- _Lo que se pide_
Copia de nuevo todo lo que va desde el comienzo de las entradas hasta la línea que contiene "[765,614,796,647]", ambas incluidas, y sustituye "potted plant" por "houseplant" sin cambiar nada más.

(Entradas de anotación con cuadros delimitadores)
::::

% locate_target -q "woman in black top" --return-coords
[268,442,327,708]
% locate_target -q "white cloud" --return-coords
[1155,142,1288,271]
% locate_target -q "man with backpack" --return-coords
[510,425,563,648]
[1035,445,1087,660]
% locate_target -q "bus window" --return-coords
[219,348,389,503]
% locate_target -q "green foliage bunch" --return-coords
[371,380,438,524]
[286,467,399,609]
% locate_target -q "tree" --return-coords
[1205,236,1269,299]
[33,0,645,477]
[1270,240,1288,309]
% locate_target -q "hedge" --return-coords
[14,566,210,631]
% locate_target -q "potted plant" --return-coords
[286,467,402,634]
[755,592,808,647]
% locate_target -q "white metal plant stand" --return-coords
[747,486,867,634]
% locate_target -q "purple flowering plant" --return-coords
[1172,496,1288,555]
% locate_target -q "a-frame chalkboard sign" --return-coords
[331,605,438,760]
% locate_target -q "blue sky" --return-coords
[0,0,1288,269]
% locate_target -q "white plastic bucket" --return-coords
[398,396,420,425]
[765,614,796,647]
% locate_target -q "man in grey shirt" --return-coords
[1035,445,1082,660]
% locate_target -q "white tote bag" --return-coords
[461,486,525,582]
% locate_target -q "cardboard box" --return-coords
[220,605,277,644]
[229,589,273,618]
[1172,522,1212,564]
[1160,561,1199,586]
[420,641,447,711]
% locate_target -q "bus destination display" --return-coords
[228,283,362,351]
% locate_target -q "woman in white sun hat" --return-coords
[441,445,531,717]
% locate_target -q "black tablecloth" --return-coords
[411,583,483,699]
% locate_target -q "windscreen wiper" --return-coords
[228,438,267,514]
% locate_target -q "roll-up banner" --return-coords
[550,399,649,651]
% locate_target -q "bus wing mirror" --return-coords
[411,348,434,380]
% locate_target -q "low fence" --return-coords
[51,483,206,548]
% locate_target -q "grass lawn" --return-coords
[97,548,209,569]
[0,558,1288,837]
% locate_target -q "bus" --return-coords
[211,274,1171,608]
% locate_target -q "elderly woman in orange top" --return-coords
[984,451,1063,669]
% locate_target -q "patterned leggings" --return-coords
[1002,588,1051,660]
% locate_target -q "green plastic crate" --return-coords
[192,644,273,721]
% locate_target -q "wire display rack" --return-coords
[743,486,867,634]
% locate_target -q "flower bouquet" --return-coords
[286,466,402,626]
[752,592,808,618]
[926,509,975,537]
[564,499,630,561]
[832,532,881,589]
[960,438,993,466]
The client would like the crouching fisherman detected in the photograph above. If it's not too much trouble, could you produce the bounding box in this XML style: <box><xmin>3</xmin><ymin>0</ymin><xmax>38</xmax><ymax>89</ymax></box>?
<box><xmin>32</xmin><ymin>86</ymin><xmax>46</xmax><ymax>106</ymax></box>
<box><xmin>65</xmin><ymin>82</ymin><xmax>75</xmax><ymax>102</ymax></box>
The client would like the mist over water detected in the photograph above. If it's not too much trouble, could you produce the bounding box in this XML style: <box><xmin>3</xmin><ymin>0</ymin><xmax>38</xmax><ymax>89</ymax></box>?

::::

- _Resultado obtenido_
% locate_target -q "woman in black top" --return-coords
[268,442,327,708]
% locate_target -q "white cloud" --return-coords
[1155,142,1288,271]
% locate_target -q "man with backpack" --return-coords
[510,425,563,648]
[1035,445,1087,660]
% locate_target -q "bus window" --return-coords
[219,348,389,503]
% locate_target -q "green foliage bunch" --return-coords
[371,380,438,524]
[286,467,399,609]
% locate_target -q "tree" --return-coords
[1205,236,1269,299]
[33,0,645,477]
[1270,240,1288,309]
% locate_target -q "hedge" --return-coords
[14,566,210,631]
% locate_target -q "houseplant" --return-coords
[286,467,402,634]
[755,592,808,647]
% locate_target -q "white metal plant stand" --return-coords
[747,486,867,634]
% locate_target -q "purple flowering plant" --return-coords
[1172,496,1288,555]
% locate_target -q "a-frame chalkboard sign" --return-coords
[331,605,438,760]
% locate_target -q "blue sky" --return-coords
[0,0,1288,269]
% locate_target -q "white plastic bucket" --return-coords
[398,396,420,425]
[765,614,796,647]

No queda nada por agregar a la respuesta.